▶ **Извлеченный текст**:
----------------

Судьбы Москвы, местной княжеской династии и православной святости, рано пустившей корни на московских землях, переплелись в нерасторжимом единстве. Берешь одно — открывается другое, рассматриваешь другое — и проглядывает узор третьего.

Основатель династии, миролюбец и великий дипломат Даниил Александрович уже отличался большим благочестием. Впоследствии он удостоится прославления в лике святых.
Ему под руку досталась красивая земля.

Даниил Московский создал ту территориальную и политическую общность, которая стала Московской Русью. Это при нем княжество обрело свое ядро — ожерелье городов, окружавших Москву, защищавших ее и ждавших от нее защиты. Именно он упованием своим на Бога, предпочтением доброго мира междукняжеским склокам, рачительной хозяйственностью надолго вперед задал судьбу всего региона и стиль жизни его правителей.

Археологи утверждают: именно при Данииле Александровиче в Москве был возведен первый каменный храм. Известно, что князь основывал на своей земле монашеские обители. Из числа крупных оплотов русского иночества Даниилу Александровичу приписывается основание московской Богоявленской обители. Но наибольшую известность приобрел другой памятник его благочестию — ныне действующий московский Данилов монастырь, патриаршая резиденция (главный храм обители был освящен во имя преподобного Даниила Столпника). Здесь предок всего Московского княжеского дома перед смертью постригся в монахи. Здесь же, в соответствии с завещанием Даниила, его и похоронили — на общем монастырском кладбище, «идеже и прочую братию погребаху» (по другой версии, его погребли в кремлевской Михайло-Архангельской церкви).

В 1920 году была снесена часовня Даниила Московского на Даниловском валу, но спустя 78 лет ее восстановили, и сейчас она стоит лучше прежнего — недалеко от станции метро «Тульская». Близ часовни, на пересечении Люсиновской и Большой Серпуховской улиц, высится десятиметровый памятник Даниилу Александровичу. В левой руке князь держит храм, в правой — меч. На голове его — правительский венец с крестом. Подмосковное Нахабино украсилось церковью, освященной во имя святого Даниила.

Митрополит Петр. Семя святости

Московский княжеский дом поднимался очень трудно. Он редко получал сильных союзников. А потом потомки Даниила Московского мечтали Церковь сделать своим союзником и доброжелателем.

Когда на Русскую землю пришел митрополит Петр, московский князь Иван Калита сумел сделаться главнейшим его соратником, чуть ли не другом. Во время большого церковного съезда в Переславле-Залесском стронники Твери нападали на «пришлого» святителя, пытаясь низвергнуть его с кафедры и расчистить путь для своего человека, а Иван Данилович его защитил. Позднее, чтобы привлечь митрополита в Москву, он построил большой каменный собор — Успенскую церковь в Кремле. Петр нашел последнее упокоение под сводами еще не достроенного храма и тем самым символически перенес митрополичью резиденцию из Владимира в Москву.

----------------

▶ **Данные**:
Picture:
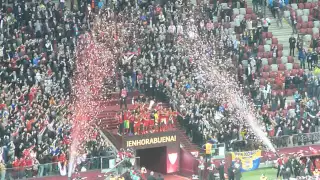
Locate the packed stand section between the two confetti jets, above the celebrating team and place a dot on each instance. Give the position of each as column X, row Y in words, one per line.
column 156, row 63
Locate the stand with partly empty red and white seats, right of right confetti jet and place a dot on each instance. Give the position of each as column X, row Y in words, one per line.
column 271, row 77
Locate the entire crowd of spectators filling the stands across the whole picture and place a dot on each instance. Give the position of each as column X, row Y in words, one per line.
column 38, row 41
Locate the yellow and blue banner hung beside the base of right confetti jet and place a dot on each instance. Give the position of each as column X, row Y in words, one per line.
column 250, row 160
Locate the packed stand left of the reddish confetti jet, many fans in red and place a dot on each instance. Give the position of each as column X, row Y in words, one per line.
column 37, row 62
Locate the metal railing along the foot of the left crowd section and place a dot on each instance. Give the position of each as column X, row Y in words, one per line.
column 52, row 169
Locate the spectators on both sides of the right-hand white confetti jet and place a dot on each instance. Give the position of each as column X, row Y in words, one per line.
column 161, row 69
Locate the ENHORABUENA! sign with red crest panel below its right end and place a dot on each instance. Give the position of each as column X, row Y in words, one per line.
column 168, row 139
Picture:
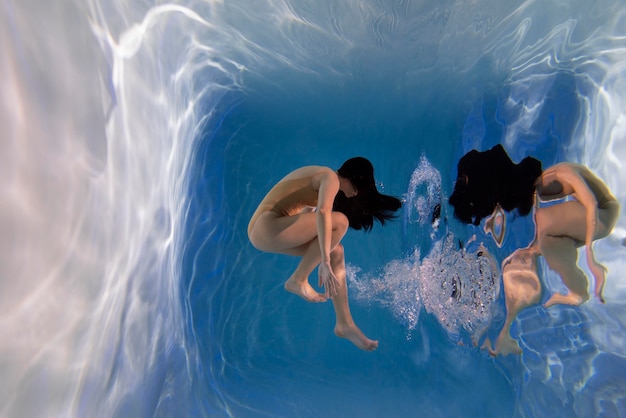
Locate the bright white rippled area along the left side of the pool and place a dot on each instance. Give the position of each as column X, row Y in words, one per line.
column 97, row 131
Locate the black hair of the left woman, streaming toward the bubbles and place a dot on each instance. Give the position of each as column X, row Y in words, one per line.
column 368, row 204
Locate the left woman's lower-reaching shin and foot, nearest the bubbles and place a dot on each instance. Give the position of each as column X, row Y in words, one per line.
column 345, row 326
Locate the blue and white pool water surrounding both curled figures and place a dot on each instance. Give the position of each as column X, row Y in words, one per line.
column 140, row 136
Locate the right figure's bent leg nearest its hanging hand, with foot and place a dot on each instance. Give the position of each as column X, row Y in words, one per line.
column 561, row 255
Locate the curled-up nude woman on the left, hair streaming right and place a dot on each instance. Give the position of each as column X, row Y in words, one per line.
column 306, row 214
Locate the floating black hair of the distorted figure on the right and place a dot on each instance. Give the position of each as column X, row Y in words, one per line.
column 488, row 178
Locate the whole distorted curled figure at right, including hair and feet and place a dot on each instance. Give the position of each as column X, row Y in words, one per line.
column 581, row 211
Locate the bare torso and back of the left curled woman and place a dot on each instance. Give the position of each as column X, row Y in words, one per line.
column 295, row 192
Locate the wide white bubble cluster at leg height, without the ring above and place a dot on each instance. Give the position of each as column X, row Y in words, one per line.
column 459, row 286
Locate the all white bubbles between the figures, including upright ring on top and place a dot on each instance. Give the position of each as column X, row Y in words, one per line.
column 457, row 284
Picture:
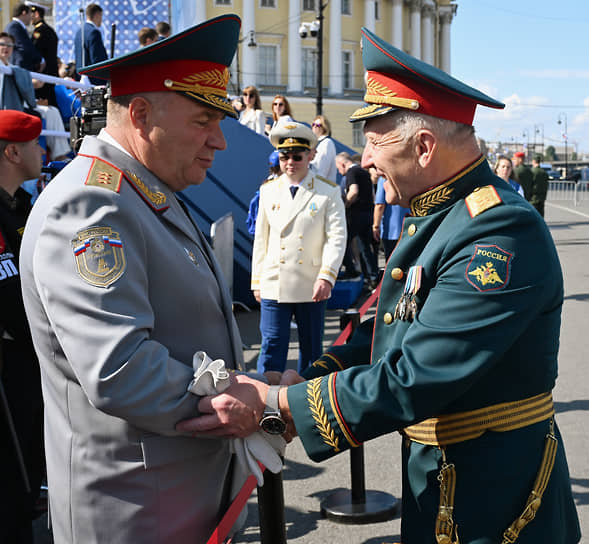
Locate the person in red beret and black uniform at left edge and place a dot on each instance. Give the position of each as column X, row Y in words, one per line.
column 21, row 403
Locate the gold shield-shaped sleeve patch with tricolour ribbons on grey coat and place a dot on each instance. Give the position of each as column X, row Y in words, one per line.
column 99, row 255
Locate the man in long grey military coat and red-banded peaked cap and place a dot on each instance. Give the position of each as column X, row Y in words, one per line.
column 121, row 289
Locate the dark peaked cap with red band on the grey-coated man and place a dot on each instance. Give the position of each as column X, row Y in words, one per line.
column 193, row 63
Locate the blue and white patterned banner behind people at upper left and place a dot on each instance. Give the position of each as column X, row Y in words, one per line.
column 130, row 16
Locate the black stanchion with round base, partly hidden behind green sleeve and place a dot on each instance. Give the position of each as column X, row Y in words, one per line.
column 358, row 506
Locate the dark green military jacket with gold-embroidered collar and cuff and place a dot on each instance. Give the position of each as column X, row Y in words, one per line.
column 484, row 330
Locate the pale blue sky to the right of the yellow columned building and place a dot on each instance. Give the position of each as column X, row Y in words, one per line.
column 533, row 55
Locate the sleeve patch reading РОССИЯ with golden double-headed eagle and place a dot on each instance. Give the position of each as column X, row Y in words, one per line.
column 489, row 268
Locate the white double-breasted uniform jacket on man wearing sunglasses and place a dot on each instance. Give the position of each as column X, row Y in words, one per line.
column 298, row 240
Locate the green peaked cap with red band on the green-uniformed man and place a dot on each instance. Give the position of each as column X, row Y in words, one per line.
column 396, row 80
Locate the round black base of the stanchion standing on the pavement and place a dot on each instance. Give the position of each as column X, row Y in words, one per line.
column 377, row 506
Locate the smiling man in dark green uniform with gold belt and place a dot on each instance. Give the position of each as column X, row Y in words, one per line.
column 463, row 348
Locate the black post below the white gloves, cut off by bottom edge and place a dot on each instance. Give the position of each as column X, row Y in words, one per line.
column 271, row 509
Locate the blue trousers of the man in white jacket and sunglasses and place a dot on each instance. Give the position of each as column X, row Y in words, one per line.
column 275, row 329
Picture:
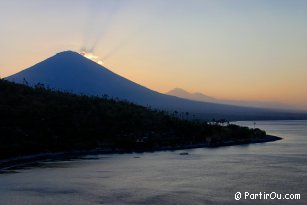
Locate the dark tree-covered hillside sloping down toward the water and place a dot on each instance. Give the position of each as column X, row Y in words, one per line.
column 36, row 120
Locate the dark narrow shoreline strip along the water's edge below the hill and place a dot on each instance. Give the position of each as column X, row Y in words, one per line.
column 18, row 162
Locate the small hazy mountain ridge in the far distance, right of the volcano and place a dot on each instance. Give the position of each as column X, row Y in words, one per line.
column 178, row 92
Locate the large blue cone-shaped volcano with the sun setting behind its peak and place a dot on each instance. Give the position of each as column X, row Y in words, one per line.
column 70, row 71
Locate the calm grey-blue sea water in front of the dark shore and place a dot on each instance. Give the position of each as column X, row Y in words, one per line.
column 205, row 176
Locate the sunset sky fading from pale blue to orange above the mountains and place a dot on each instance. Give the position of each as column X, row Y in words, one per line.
column 227, row 49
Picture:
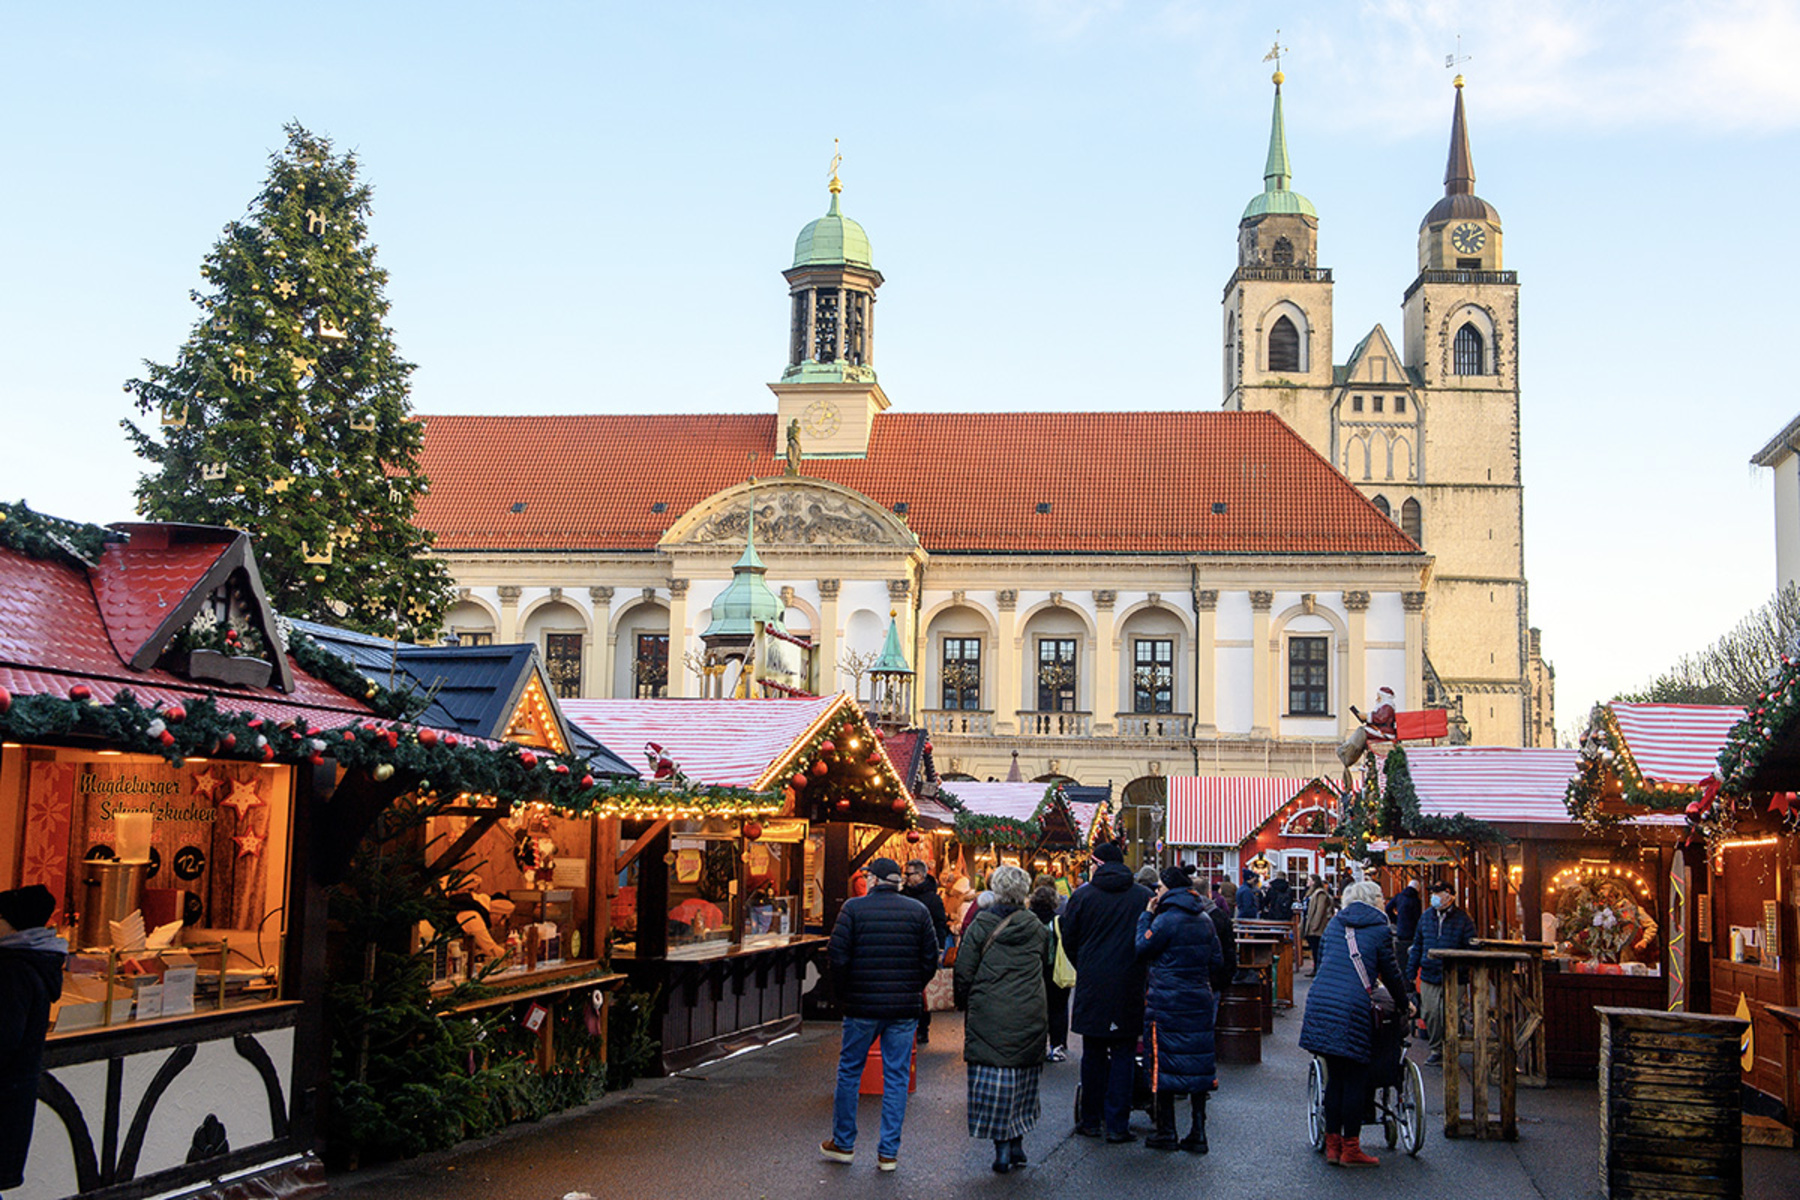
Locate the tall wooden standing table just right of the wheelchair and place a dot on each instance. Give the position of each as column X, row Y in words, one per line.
column 1493, row 996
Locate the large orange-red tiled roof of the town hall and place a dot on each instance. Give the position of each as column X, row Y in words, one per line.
column 1113, row 481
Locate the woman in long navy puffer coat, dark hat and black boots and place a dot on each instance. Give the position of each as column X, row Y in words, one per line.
column 1180, row 945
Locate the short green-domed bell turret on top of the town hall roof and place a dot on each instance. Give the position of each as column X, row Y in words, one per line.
column 831, row 384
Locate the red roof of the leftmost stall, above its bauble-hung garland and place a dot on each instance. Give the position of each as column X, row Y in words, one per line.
column 53, row 638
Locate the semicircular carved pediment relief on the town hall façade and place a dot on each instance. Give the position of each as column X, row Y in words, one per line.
column 791, row 514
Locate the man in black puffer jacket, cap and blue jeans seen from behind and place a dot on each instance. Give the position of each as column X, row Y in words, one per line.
column 885, row 951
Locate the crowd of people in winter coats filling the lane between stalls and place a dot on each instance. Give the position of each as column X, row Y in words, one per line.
column 1149, row 956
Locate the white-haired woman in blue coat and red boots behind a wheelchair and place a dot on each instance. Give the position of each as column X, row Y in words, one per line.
column 1340, row 1025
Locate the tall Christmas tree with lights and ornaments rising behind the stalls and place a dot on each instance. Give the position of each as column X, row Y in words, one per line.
column 285, row 413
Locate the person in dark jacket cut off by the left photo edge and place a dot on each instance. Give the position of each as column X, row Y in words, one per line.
column 31, row 980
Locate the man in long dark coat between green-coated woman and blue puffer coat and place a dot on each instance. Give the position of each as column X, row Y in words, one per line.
column 1101, row 938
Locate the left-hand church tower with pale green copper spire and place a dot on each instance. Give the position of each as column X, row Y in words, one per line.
column 1279, row 303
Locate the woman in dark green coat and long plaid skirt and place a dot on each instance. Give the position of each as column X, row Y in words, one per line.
column 1000, row 981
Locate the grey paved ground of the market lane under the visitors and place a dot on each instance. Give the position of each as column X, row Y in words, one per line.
column 750, row 1127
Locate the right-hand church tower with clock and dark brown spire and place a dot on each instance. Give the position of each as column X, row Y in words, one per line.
column 1462, row 354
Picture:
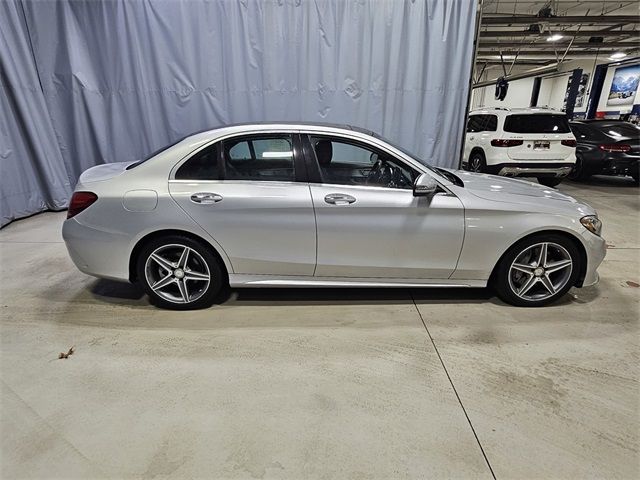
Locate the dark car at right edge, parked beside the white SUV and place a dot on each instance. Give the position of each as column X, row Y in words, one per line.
column 605, row 147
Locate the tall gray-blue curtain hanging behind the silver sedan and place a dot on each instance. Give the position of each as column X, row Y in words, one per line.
column 91, row 82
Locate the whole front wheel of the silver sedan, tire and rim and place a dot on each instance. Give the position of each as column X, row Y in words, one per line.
column 537, row 271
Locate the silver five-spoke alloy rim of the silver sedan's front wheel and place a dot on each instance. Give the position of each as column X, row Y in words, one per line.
column 540, row 271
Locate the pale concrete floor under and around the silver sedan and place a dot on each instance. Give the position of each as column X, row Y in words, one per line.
column 322, row 383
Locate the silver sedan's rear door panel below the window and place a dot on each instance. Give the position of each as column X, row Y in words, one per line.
column 264, row 227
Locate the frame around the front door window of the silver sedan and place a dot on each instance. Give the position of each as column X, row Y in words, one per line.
column 313, row 165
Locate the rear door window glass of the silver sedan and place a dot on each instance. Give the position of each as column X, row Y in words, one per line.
column 264, row 157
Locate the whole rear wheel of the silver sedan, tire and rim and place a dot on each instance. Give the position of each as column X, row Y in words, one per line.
column 200, row 261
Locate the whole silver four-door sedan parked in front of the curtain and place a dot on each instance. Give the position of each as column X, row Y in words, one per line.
column 297, row 205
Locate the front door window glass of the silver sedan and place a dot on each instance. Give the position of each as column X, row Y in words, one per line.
column 344, row 162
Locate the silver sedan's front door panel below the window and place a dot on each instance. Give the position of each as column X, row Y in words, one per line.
column 386, row 232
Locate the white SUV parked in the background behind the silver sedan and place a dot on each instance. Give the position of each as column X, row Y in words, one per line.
column 522, row 142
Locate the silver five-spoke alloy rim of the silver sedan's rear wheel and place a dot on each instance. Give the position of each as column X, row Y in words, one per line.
column 177, row 273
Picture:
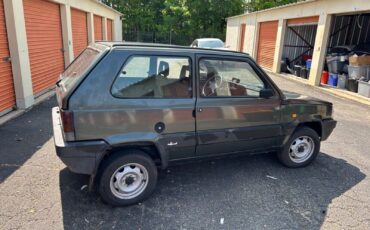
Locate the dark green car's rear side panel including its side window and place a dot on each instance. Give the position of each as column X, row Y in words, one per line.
column 150, row 99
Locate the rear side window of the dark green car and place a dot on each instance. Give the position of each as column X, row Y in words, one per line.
column 154, row 77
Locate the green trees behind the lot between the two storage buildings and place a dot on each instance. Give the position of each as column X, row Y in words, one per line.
column 175, row 21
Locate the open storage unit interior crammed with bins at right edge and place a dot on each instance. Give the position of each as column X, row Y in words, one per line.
column 349, row 35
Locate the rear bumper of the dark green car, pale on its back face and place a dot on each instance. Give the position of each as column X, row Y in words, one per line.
column 80, row 157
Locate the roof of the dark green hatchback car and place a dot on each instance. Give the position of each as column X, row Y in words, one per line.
column 157, row 46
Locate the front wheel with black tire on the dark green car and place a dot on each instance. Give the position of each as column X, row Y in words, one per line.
column 301, row 149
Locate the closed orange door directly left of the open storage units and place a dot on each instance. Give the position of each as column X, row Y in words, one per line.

----------------

▶ **Выполните задания**:
1: Определите, соответствуют ли утверждения (a), (b) и (c) тексту о Данииле Московском; на каждое ответьте «да» или «нет» и дословно приведите решающие слова текста. (a) Часовню Даниила Московского на Даниловском валу снесли в 1920 году. (b) На памятнике Даниилу Александровичу князь держит меч в левой руке. (c) Главный храм Данилова монастыря освящен во имя преподобного Даниила Столпника.
2: Выпишите без изменений фрагмент текста о Данииле Московском, который начинается со слов «В 1920 году» и заканчивается словами «имя святого Даниила.».
Записи никак не связаны с текстом.

▶ **Ответы**:
1:
(a) Да: «В 1920 году была снесена часовня Даниила Московского на Даниловском валу».
(b) Нет: «В левой руке князь держит храм, в правой — меч».
(c) Да: «главный храм обители был освящен во имя преподобного Даниила Столпника».

2:
В 1920 году была снесена часовня Даниила Московского на Даниловском валу, но спустя 78 лет ее восстановили, и сейчас она стоит лучше прежнего — недалеко от станции метро «Тульская». Близ часовни, на пересечении Люсиновской и Большой Серпуховской улиц, высится десятиметровый памятник Даниилу Александровичу. В левой руке князь держит храм, в правой — меч. На голове его — правительский венец с крестом. Подмосковное Нахабино украсилось церковью, освященной во имя святого Даниила.